Pull every line from the data below and reproduce each one character for character, with nothing left out or changed.

EXTRACTED MATERIAL >>
**********

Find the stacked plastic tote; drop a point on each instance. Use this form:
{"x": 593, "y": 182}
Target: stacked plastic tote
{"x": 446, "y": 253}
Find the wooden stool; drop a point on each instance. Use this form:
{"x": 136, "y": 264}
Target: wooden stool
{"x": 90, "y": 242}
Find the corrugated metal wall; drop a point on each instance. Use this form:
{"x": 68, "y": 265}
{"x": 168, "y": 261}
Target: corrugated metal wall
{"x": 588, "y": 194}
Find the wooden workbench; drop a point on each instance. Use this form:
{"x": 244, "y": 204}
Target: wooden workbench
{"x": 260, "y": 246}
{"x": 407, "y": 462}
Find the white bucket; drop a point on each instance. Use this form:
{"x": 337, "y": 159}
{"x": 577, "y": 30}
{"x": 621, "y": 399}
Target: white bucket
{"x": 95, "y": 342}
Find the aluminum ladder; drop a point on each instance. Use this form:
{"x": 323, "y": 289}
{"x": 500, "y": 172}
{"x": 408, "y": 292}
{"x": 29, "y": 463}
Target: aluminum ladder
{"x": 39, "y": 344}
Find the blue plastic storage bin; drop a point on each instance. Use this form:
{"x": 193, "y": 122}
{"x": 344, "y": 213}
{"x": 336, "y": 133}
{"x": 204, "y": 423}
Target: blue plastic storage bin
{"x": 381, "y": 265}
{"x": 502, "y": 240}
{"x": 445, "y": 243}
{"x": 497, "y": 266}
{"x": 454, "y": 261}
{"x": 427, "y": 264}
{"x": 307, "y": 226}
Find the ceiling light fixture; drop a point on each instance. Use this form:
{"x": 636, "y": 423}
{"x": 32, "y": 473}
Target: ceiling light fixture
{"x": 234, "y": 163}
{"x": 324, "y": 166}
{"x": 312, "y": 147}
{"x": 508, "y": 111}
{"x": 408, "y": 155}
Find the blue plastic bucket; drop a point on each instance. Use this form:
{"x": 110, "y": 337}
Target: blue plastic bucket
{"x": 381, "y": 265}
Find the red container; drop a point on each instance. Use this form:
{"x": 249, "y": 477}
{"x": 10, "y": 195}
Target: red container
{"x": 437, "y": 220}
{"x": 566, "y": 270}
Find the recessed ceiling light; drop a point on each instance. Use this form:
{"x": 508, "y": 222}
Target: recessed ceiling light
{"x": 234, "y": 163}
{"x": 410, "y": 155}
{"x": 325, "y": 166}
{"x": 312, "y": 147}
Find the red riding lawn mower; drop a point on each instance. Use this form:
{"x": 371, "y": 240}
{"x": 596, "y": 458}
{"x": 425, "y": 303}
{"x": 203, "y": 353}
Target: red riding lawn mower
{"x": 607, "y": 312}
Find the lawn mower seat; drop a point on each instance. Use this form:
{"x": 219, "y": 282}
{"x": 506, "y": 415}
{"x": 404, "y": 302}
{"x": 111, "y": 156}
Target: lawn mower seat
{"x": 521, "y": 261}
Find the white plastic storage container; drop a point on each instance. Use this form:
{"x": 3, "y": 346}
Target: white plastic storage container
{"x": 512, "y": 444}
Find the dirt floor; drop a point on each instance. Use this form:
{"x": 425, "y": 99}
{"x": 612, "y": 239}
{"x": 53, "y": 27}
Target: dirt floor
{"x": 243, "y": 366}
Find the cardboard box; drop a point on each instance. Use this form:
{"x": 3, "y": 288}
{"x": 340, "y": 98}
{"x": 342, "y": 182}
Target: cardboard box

**********

COMPLETE OUTPUT >>
Find the stacked plastic tote; drop a point on each instance. Use this form:
{"x": 593, "y": 182}
Target: stacked plastic tote
{"x": 446, "y": 253}
Find the wooden stool; drop a point on each instance. Use this form:
{"x": 136, "y": 264}
Target: wooden stool
{"x": 90, "y": 242}
Find the corrugated metal wall; drop a point on each instance. Use this form:
{"x": 68, "y": 265}
{"x": 168, "y": 261}
Target: corrugated metal wall
{"x": 588, "y": 194}
Find the wooden workbench; drop a point on each instance. Use this form:
{"x": 244, "y": 204}
Target: wooden workbench
{"x": 260, "y": 246}
{"x": 407, "y": 462}
Find the white bucket; drop a point on each instance. Use this form:
{"x": 337, "y": 159}
{"x": 577, "y": 30}
{"x": 621, "y": 399}
Target: white bucket
{"x": 95, "y": 342}
Find the aluminum ladder; drop a point on each instance. Use this form:
{"x": 323, "y": 289}
{"x": 500, "y": 172}
{"x": 408, "y": 292}
{"x": 29, "y": 463}
Target: aluminum ladder
{"x": 39, "y": 344}
Find the blue plastic storage bin; drop a point on each instance. Use this form:
{"x": 193, "y": 122}
{"x": 344, "y": 213}
{"x": 336, "y": 133}
{"x": 204, "y": 423}
Target: blue plastic storage bin
{"x": 381, "y": 265}
{"x": 502, "y": 240}
{"x": 445, "y": 243}
{"x": 497, "y": 266}
{"x": 454, "y": 261}
{"x": 427, "y": 264}
{"x": 307, "y": 226}
Find the ceiling light fixture; drop a point on each instance. Use this form:
{"x": 636, "y": 423}
{"x": 32, "y": 473}
Target: ceiling light fixture
{"x": 234, "y": 163}
{"x": 324, "y": 166}
{"x": 312, "y": 147}
{"x": 508, "y": 111}
{"x": 408, "y": 155}
Find the blue plastic bucket; drop a point on each instance. Use this form:
{"x": 110, "y": 337}
Target: blue plastic bucket
{"x": 381, "y": 265}
Find the red container; drop a point on each instance. Use this form:
{"x": 249, "y": 477}
{"x": 10, "y": 195}
Target: red container
{"x": 437, "y": 220}
{"x": 566, "y": 270}
Find the recessed ceiling light; drop a point on each instance. Use this form:
{"x": 508, "y": 222}
Target: recessed ceiling light
{"x": 234, "y": 163}
{"x": 410, "y": 155}
{"x": 325, "y": 166}
{"x": 312, "y": 147}
Find the red riding lawn mower; drop a point on each instance. Use this form:
{"x": 371, "y": 240}
{"x": 596, "y": 458}
{"x": 425, "y": 303}
{"x": 203, "y": 353}
Target: red riding lawn mower
{"x": 607, "y": 312}
Find the lawn mower seat; drop a point on each instance. Use this form:
{"x": 219, "y": 282}
{"x": 506, "y": 415}
{"x": 404, "y": 302}
{"x": 111, "y": 156}
Target: lawn mower seat
{"x": 521, "y": 261}
Find the white plastic storage container; drop a point on each instance. Use this form:
{"x": 3, "y": 346}
Target: white plastic storage container
{"x": 512, "y": 444}
Find the dirt floor; drop a point on each instance. Use this form:
{"x": 425, "y": 99}
{"x": 612, "y": 239}
{"x": 53, "y": 27}
Target: dirt floor
{"x": 243, "y": 366}
Find the cardboard box; drop a point on each instance. Use this form:
{"x": 3, "y": 288}
{"x": 340, "y": 98}
{"x": 342, "y": 182}
Target: cardboard box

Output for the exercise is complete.